-- Opening Marker --

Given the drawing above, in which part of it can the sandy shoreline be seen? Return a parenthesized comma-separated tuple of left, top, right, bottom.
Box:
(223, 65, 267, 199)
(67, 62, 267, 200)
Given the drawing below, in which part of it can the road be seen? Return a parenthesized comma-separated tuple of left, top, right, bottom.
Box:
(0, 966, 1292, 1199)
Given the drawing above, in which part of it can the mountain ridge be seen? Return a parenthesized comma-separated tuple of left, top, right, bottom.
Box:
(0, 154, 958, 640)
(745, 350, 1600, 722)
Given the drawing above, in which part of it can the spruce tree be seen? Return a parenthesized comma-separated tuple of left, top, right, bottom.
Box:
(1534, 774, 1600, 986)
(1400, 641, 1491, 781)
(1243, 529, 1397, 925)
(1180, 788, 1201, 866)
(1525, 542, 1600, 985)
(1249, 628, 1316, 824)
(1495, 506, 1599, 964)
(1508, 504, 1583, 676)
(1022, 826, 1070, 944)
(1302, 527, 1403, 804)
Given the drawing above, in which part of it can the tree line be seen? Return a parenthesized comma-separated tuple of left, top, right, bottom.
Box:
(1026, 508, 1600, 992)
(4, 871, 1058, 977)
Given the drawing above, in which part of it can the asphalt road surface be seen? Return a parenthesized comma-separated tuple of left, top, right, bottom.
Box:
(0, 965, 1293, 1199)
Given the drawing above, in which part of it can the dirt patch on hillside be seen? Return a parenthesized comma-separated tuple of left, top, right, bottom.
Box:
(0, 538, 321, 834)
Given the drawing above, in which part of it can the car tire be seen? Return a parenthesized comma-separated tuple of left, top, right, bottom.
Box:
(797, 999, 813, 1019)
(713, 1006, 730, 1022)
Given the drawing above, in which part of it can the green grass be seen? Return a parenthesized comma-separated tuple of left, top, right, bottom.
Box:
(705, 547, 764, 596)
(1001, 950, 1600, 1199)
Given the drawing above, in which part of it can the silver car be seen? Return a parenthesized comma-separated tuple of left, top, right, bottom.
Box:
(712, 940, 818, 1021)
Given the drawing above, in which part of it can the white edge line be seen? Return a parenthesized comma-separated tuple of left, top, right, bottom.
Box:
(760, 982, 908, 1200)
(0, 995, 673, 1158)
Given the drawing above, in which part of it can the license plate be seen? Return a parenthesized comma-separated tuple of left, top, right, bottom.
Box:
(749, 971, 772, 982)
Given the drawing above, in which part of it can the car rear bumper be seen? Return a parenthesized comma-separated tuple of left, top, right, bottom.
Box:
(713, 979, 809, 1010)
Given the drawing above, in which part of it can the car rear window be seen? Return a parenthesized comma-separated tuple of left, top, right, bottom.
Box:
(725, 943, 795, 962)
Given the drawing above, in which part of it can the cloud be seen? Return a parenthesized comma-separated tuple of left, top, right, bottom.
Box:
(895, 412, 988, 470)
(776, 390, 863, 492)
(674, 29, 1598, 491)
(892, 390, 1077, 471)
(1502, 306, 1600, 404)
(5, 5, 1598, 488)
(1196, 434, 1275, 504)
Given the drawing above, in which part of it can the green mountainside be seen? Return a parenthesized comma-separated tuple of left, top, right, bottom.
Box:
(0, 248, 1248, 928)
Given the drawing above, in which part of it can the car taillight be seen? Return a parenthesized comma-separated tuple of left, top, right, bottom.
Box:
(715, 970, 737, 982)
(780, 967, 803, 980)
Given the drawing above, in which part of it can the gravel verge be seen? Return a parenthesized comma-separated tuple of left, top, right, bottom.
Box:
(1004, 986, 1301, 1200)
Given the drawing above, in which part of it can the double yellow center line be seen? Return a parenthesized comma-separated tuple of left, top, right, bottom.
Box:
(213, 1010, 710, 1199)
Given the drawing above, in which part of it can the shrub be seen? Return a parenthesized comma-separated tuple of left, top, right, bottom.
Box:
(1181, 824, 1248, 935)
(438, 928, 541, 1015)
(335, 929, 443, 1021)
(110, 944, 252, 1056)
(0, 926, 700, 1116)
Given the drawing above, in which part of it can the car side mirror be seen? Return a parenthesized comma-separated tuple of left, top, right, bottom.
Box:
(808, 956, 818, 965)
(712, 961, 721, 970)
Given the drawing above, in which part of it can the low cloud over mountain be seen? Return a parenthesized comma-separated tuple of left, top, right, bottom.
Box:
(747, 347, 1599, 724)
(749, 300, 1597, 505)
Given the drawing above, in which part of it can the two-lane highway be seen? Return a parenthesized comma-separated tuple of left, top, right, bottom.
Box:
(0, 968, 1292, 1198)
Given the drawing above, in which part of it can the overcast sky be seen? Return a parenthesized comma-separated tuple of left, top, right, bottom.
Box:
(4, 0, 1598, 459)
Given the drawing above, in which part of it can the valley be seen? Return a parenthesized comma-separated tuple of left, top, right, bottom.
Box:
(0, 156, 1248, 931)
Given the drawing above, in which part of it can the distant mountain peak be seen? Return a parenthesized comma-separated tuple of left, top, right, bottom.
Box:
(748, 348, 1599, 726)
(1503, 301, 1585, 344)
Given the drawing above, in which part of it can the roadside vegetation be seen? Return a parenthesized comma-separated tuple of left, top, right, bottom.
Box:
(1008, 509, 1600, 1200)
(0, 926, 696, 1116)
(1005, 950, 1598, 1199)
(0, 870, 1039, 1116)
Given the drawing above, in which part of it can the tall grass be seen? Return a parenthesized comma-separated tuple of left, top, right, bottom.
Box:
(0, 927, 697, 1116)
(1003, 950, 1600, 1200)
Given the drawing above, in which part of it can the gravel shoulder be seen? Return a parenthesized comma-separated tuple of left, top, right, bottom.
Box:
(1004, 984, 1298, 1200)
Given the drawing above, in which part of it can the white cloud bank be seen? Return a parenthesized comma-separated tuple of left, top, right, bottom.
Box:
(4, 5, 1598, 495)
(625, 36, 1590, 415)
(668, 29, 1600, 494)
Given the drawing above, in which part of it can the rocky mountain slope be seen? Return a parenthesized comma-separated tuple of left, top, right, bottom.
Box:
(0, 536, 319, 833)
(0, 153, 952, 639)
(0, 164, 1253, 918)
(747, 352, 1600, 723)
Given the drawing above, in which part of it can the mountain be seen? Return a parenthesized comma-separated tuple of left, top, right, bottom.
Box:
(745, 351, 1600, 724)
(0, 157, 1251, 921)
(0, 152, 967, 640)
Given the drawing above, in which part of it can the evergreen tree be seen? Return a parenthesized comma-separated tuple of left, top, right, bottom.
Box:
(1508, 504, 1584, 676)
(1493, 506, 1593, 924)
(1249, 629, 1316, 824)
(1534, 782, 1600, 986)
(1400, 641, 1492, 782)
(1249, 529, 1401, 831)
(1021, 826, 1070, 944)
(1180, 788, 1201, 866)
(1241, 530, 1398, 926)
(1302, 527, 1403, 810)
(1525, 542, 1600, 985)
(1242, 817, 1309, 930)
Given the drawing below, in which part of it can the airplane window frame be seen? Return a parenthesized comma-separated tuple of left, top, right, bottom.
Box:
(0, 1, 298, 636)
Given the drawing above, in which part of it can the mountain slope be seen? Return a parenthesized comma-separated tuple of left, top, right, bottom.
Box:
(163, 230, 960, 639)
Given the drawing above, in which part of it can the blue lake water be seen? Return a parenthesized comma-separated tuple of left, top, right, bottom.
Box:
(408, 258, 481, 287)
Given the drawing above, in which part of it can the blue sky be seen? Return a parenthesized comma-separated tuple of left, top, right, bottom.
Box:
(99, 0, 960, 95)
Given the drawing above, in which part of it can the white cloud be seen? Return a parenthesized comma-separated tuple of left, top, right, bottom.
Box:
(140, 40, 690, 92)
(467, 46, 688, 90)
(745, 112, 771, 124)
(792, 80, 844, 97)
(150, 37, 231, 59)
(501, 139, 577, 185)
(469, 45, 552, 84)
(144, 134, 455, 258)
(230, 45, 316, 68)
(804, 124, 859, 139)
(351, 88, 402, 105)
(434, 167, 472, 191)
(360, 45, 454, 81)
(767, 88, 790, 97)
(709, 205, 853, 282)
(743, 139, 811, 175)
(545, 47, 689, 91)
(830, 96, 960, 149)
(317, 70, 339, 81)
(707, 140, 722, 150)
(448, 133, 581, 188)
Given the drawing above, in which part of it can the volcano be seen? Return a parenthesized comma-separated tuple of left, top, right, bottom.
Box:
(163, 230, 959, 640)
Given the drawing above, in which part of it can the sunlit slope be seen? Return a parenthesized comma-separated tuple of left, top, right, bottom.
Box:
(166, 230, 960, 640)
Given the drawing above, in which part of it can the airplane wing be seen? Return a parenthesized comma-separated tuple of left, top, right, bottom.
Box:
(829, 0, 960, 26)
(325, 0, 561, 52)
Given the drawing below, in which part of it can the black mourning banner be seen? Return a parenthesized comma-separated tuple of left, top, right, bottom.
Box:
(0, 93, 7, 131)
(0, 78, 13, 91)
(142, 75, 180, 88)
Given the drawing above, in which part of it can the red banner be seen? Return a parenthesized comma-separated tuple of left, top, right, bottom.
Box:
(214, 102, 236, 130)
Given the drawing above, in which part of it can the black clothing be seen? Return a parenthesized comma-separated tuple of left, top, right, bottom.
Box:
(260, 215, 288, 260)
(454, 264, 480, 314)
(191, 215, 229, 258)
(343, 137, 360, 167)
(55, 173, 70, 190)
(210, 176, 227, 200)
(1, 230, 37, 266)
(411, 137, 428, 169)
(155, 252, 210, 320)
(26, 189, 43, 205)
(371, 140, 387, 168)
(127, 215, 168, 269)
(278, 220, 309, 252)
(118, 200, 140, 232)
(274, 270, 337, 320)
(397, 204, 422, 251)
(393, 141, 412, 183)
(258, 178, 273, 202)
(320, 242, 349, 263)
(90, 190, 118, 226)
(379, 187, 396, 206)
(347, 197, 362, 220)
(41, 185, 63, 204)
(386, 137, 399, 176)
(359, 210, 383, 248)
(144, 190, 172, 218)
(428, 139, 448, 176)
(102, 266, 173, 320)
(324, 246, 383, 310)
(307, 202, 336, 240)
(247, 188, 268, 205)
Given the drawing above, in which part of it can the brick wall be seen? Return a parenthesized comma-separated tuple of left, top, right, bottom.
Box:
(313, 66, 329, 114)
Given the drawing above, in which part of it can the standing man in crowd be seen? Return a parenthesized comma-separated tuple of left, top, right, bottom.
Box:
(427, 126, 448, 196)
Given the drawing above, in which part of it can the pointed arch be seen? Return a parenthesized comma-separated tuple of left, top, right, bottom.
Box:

-- Closing Marker --

• **WHAT THE TASK REQUIRES**
Transcribe, with no changes, the listing above from its first line through the line with "the green grass", including that line, and stop once it is done.

• **RESULT FOR THIS TASK**
Given the drawing above, in which part of it can the sandy shoreline be seen? Return a parenthesized comma-separated tuple of left, top, right, bottom.
Box:
(223, 65, 267, 199)
(67, 62, 267, 200)
Given the drawing below, in which part of it can the road be seen? Return a parenthesized comma-separated tuple of left, top, right, bottom.
Box:
(0, 966, 1292, 1199)
Given the drawing above, in which part of it can the mountain ridge be seen? Return a parenthesized comma-separated tuple of left, top, right, bottom.
Box:
(0, 154, 958, 640)
(745, 350, 1600, 722)
Given the drawing above, in which part of it can the spruce tree be seen? Return a parenthesized comma-separated tuple of left, top, right, bottom.
Box:
(1534, 774, 1600, 986)
(1400, 641, 1491, 781)
(1243, 529, 1397, 925)
(1180, 788, 1201, 866)
(1525, 542, 1600, 985)
(1249, 628, 1316, 824)
(1495, 506, 1599, 964)
(1508, 504, 1583, 676)
(1022, 826, 1070, 944)
(1302, 527, 1403, 804)
Given the drawing above, in which part of it can the tree line be seen? Return a parenthesized comma-separated tuple of left, top, right, bottom.
Box:
(1026, 508, 1600, 992)
(4, 871, 1058, 977)
Given the drawing above, in which part of it can the asphalt road surface be seen? Return a parenthesized comma-separated tuple of left, top, right, bottom.
Box:
(0, 965, 1293, 1199)
Given the drawing above, in which part of it can the dirt patch on hillside be seen? Return a parenthesized comma-separated tuple of left, top, right, bottom.
Box:
(0, 538, 321, 834)
Given the drawing above, in which part of it can the car tire be seen? Return a parenthesized comma-separated tuple of left, top, right, bottom.
Box:
(797, 999, 813, 1019)
(713, 1006, 730, 1022)
Given the drawing above, in which part of it can the green grass be seen? Return a parenthesized comma-separated tuple of left, top, right, bottom.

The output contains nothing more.